[PROBLEM STATEMENT]: Copy every record exactly, and keep the pictures out.

[DATA LISTING]:
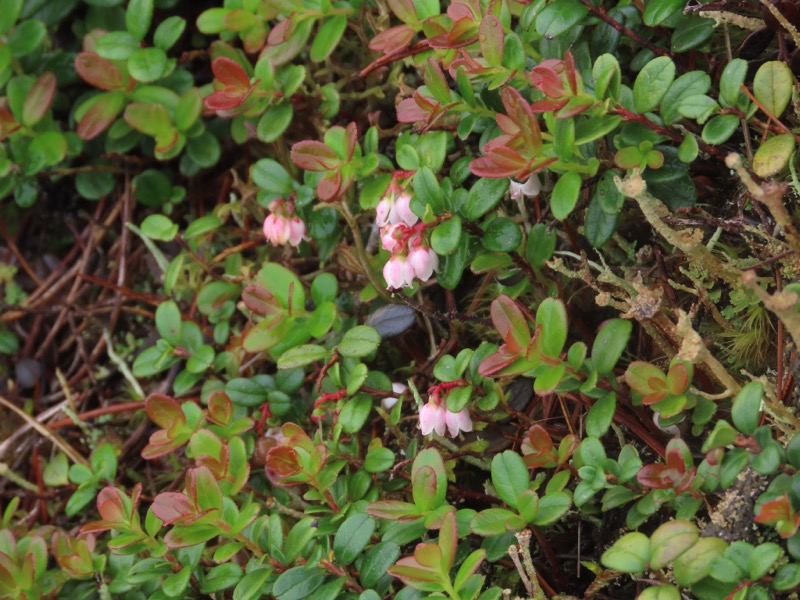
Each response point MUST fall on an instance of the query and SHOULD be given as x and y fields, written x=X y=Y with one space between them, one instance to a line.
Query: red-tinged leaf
x=538 y=449
x=254 y=38
x=653 y=397
x=780 y=514
x=150 y=119
x=436 y=81
x=679 y=456
x=415 y=109
x=448 y=540
x=203 y=489
x=96 y=527
x=461 y=34
x=549 y=105
x=393 y=510
x=191 y=535
x=413 y=575
x=333 y=186
x=678 y=378
x=161 y=444
x=520 y=112
x=230 y=73
x=653 y=477
x=571 y=72
x=639 y=375
x=575 y=106
x=311 y=155
x=261 y=301
x=283 y=460
x=393 y=39
x=239 y=20
x=492 y=40
x=220 y=408
x=110 y=506
x=404 y=10
x=39 y=99
x=548 y=81
x=292 y=431
x=429 y=555
x=136 y=494
x=225 y=100
x=172 y=507
x=163 y=410
x=99 y=72
x=7 y=123
x=460 y=10
x=510 y=323
x=102 y=112
x=351 y=140
x=774 y=511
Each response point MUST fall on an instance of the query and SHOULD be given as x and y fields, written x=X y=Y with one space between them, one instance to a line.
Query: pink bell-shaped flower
x=459 y=421
x=281 y=226
x=424 y=261
x=433 y=417
x=398 y=272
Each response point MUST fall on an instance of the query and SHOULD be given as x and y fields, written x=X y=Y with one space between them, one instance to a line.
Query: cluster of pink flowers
x=282 y=226
x=401 y=234
x=434 y=416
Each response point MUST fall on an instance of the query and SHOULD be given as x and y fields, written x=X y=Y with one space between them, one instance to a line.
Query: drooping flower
x=390 y=236
x=398 y=272
x=393 y=209
x=424 y=261
x=432 y=417
x=459 y=421
x=282 y=226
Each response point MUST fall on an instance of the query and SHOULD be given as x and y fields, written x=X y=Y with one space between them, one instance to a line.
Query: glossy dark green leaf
x=652 y=83
x=565 y=193
x=540 y=245
x=483 y=196
x=509 y=476
x=298 y=583
x=352 y=537
x=559 y=17
x=446 y=236
x=599 y=225
x=719 y=129
x=502 y=235
x=657 y=11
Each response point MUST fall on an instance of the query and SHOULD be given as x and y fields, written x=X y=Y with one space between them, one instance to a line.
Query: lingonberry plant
x=468 y=299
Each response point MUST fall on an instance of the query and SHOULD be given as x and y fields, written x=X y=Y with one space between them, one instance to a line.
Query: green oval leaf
x=630 y=554
x=746 y=409
x=565 y=194
x=652 y=83
x=352 y=537
x=359 y=341
x=772 y=87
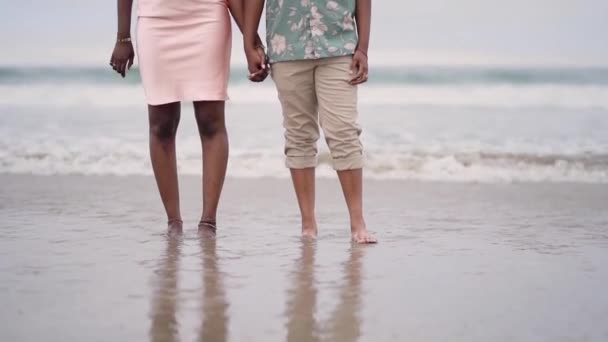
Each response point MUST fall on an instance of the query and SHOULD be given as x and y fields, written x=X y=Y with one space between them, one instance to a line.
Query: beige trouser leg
x=295 y=83
x=338 y=112
x=310 y=90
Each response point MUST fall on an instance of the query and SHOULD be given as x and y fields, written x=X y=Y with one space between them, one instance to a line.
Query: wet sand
x=85 y=258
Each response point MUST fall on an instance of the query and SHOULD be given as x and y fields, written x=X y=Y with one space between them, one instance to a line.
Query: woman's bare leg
x=304 y=186
x=214 y=140
x=352 y=186
x=164 y=120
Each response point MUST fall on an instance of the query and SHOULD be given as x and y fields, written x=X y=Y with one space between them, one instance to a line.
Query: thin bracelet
x=123 y=40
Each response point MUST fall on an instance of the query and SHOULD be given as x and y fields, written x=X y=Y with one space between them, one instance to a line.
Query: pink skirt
x=185 y=55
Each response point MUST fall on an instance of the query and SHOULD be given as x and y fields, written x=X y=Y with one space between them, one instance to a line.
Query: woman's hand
x=257 y=64
x=122 y=57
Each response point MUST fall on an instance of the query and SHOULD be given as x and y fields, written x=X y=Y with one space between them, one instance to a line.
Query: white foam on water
x=495 y=95
x=453 y=164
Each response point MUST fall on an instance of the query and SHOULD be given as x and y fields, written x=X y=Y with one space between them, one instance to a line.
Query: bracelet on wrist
x=363 y=52
x=123 y=40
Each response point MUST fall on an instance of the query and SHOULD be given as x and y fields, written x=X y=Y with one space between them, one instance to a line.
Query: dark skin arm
x=359 y=67
x=237 y=9
x=253 y=14
x=124 y=54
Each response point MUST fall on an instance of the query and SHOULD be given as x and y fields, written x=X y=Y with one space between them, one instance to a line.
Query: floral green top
x=310 y=29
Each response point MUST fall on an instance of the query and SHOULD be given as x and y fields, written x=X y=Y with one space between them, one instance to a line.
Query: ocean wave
x=120 y=158
x=405 y=75
x=505 y=96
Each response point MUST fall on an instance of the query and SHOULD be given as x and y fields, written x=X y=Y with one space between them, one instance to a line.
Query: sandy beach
x=86 y=258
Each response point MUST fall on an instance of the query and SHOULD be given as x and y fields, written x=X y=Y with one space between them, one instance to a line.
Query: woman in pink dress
x=184 y=55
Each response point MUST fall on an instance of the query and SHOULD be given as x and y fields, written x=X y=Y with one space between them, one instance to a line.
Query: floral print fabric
x=310 y=29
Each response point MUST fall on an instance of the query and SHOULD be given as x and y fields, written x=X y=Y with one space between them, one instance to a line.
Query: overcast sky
x=404 y=31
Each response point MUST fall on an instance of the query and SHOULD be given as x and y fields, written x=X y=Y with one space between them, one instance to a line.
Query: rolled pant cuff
x=301 y=162
x=352 y=162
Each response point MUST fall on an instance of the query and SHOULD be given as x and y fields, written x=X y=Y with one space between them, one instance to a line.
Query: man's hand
x=122 y=57
x=359 y=68
x=257 y=64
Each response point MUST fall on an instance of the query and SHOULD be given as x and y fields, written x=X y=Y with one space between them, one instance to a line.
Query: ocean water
x=460 y=124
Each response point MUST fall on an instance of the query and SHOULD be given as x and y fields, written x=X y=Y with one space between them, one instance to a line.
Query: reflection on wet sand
x=345 y=322
x=214 y=325
x=302 y=298
x=164 y=326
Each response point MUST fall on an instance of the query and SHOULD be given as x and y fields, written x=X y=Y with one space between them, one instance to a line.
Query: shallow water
x=86 y=258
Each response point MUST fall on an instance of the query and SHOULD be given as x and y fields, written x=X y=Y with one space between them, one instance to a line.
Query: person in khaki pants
x=317 y=51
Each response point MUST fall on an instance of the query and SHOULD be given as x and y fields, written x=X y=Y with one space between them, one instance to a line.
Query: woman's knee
x=163 y=123
x=210 y=119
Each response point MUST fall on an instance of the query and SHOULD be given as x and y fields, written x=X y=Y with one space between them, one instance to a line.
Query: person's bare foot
x=175 y=227
x=309 y=230
x=360 y=235
x=207 y=228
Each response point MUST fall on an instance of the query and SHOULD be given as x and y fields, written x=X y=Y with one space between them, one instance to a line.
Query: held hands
x=257 y=64
x=122 y=57
x=359 y=68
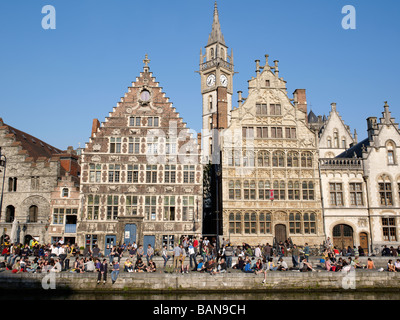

[TASK ANSWER]:
Each response point MUST fall on an instance of the query and SHOULD be given as x and y fields, written x=X y=Y with one space between them, one instance to a line.
Query: red-tinged leaf
x=538 y=449
x=254 y=38
x=653 y=397
x=780 y=514
x=150 y=119
x=436 y=81
x=679 y=456
x=415 y=109
x=448 y=540
x=203 y=489
x=96 y=527
x=461 y=34
x=549 y=105
x=393 y=510
x=191 y=535
x=413 y=575
x=333 y=186
x=678 y=378
x=161 y=444
x=520 y=112
x=230 y=73
x=653 y=477
x=571 y=72
x=639 y=375
x=575 y=106
x=311 y=155
x=261 y=301
x=283 y=460
x=393 y=39
x=239 y=20
x=492 y=40
x=220 y=408
x=110 y=506
x=404 y=10
x=39 y=99
x=548 y=81
x=292 y=431
x=429 y=555
x=136 y=494
x=225 y=100
x=172 y=507
x=163 y=410
x=99 y=72
x=7 y=123
x=460 y=10
x=510 y=323
x=102 y=112
x=351 y=140
x=774 y=511
Each response point MUST fall on an instance of the query and SHOULD be given as x and y fields, written x=X y=Y with one space between them, one instance to a line.
Query: pink bell-shaped flower
x=459 y=421
x=281 y=226
x=424 y=261
x=433 y=417
x=398 y=272
Each response point MUST fall on an instance of the query and SHOULD be given as x and y fields, written x=X y=Y with one space between them, one instance to a line.
Query: cluster of pink flowers
x=282 y=226
x=401 y=234
x=434 y=416
Each response point MUST fall on an instance of the query and SHOULD be given as x and y fields, written x=X y=Y with one space between them, one instance to a line.
Query: drooping flower
x=390 y=236
x=398 y=272
x=393 y=209
x=424 y=261
x=432 y=417
x=459 y=421
x=282 y=226
Each response point MUST fall on an instance of the query and SHOULD be given as x and y fields, written x=X y=Y with one space between them, one instance to a line.
Query: glossy dark green leaf
x=652 y=83
x=565 y=193
x=540 y=245
x=483 y=196
x=509 y=476
x=298 y=583
x=352 y=537
x=559 y=17
x=446 y=236
x=599 y=225
x=719 y=129
x=502 y=235
x=657 y=11
Each response point MUST fall on an instance of the query and SHOULD be given as x and y fields, written x=X y=Y with one space between them, one instance to a line.
Query: lingonberry plant
x=468 y=299
Each response point MUST fall on an instance of the query and SHOULD be given as x and y fields, written x=X y=Y with one space between them, one instance to a line.
Query: green oval leaf
x=630 y=554
x=746 y=409
x=565 y=194
x=652 y=83
x=352 y=537
x=359 y=341
x=772 y=87
Each response point MUST fall on an instance of the query and SHOULD be given as x and y fields, written x=X y=Y with one space between them, one instance to a line.
Query: beige trouser leg
x=295 y=83
x=338 y=112
x=310 y=90
Each response point MUST fall on an instance of the query and SHOULD be given as x and y fields, written x=X y=Y with one space between them, one instance to a line.
Query: wet sand
x=85 y=258
Each response point MUST fall on an instance of the query and SHOULD be given as x and y fields, written x=X y=Y with one space between them, one instance to a line.
Query: woman's bare leg
x=304 y=186
x=214 y=140
x=352 y=186
x=164 y=120
Each response point MUST fall on an instance of the query and SHOULD be given as x and y fields, written x=X y=Y with one space between them, one instance to a line.
Query: thin bracelet
x=123 y=40
Each response point MUST fall on an instance of the query and SHOULD be given as x and y fields, written x=X y=Y with one space between them, one instance to a line.
Query: pink skirt
x=185 y=55
Each response point MUST fall on an instance of the query and SHOULD be given as x and y fields, written x=X y=Y with one space between them, one instance to a line.
Query: woman's hand
x=257 y=64
x=122 y=57
Each response point MUST fall on an instance of the query and SHOULD be given as x and y fields, written x=X y=Y with one space between them, one instance to a line.
Query: white foam on water
x=495 y=95
x=453 y=164
Each response point MUST fall on an instance of the query and SHOULD be given as x and y fields, written x=X y=Y with one space between them, one instance to a line.
Query: bracelet on wrist
x=363 y=52
x=123 y=40
Each response point MUST fall on an instance of the query and SHOULD be given as x and y fields, written x=X y=Y with one space between them, one instance to a line.
Query: dark skin arm
x=359 y=67
x=237 y=9
x=253 y=14
x=124 y=54
Each response point MUST fall on an instance of the query and SHOULD be given as x and y fields, written x=X y=Y with one space between them, one instance to a line.
Query: floral green top
x=310 y=29
Each response point MUST fall on an instance of the query and SHOULD be given as x and y fields, written x=X y=Y with one space between them, one instance to a line.
Query: ocean wave
x=120 y=158
x=405 y=75
x=505 y=96
Each response point MUST fall on an instance of the query and SHOULD be given as x and y fields, written x=X y=Y with one space between them, one instance to a line.
Query: sandy beach
x=86 y=258
Each response point MUST fall on an instance of the query and SHOULD be given as x and y fields, written x=X y=Y with one space between them, one instance to a line.
Query: woman in pink dress
x=184 y=55
Each response point MUST fall on an instance of the query and SHOULD be given as x and y fields, written x=X y=Y with one space between them, one instance to a line.
Query: floral print fabric
x=310 y=29
Each response point MUST fall on an instance of the query and SHOULD be given as x and y fields, written x=X y=Y with one space between them, one instance to a line.
Query: overcast sky
x=404 y=31
Each response point MUST fall on an instance of the query and SHOULD be given as x and y fields, written x=X y=Y with one space between them, one instance to a line.
Query: rolled pant cuff
x=301 y=162
x=352 y=162
Each response point MUST fall on an instance of the query and SHOULD be given as x and y fields, written x=X y=Y with one space between them, one instance to a line.
Query: man's hand
x=122 y=57
x=359 y=68
x=257 y=64
Each response point MUST fall on an instance of the query and SHOULD be given as x and y fields, written x=X y=Y with one space between them, one instance to a line.
Query: ocean water
x=460 y=124
Each response point MUST fall on an instance of the query and SHOULD be given as x and y fields, written x=X y=Y with one space between them, one instance to a line.
Query: reflection on wet sand
x=345 y=322
x=214 y=325
x=302 y=298
x=164 y=326
Each response point MUST fall on an instance of the query and SHOULD be given as x and y fields, written x=X y=Y with one space between them, one instance to a line.
Query: shallow water
x=86 y=258
Each response point MUST fall on an instance of the query and SHOULD be given as x and y fields, written x=X y=Y with one space between them, one instance to a line.
Query: person in khaki pants
x=317 y=51
Each response point MUST fall on an instance of the query and SHOULD be given as x and y fields, written x=X y=Y with one space between them, one instance to a line.
Query: woman's knee
x=163 y=123
x=210 y=119
Each response point MUST fall on an instance of the query and SHOULD be given as x and y fields, written x=X y=Y with one space between them, one instance to a line.
Query: person's bare foot
x=175 y=227
x=309 y=230
x=360 y=235
x=207 y=228
Each response point MUST fall on an instance of the query and SHOULD be given as x and y fields, written x=X y=Y with one space between them, one instance to a line.
Query: held hands
x=257 y=64
x=122 y=57
x=359 y=68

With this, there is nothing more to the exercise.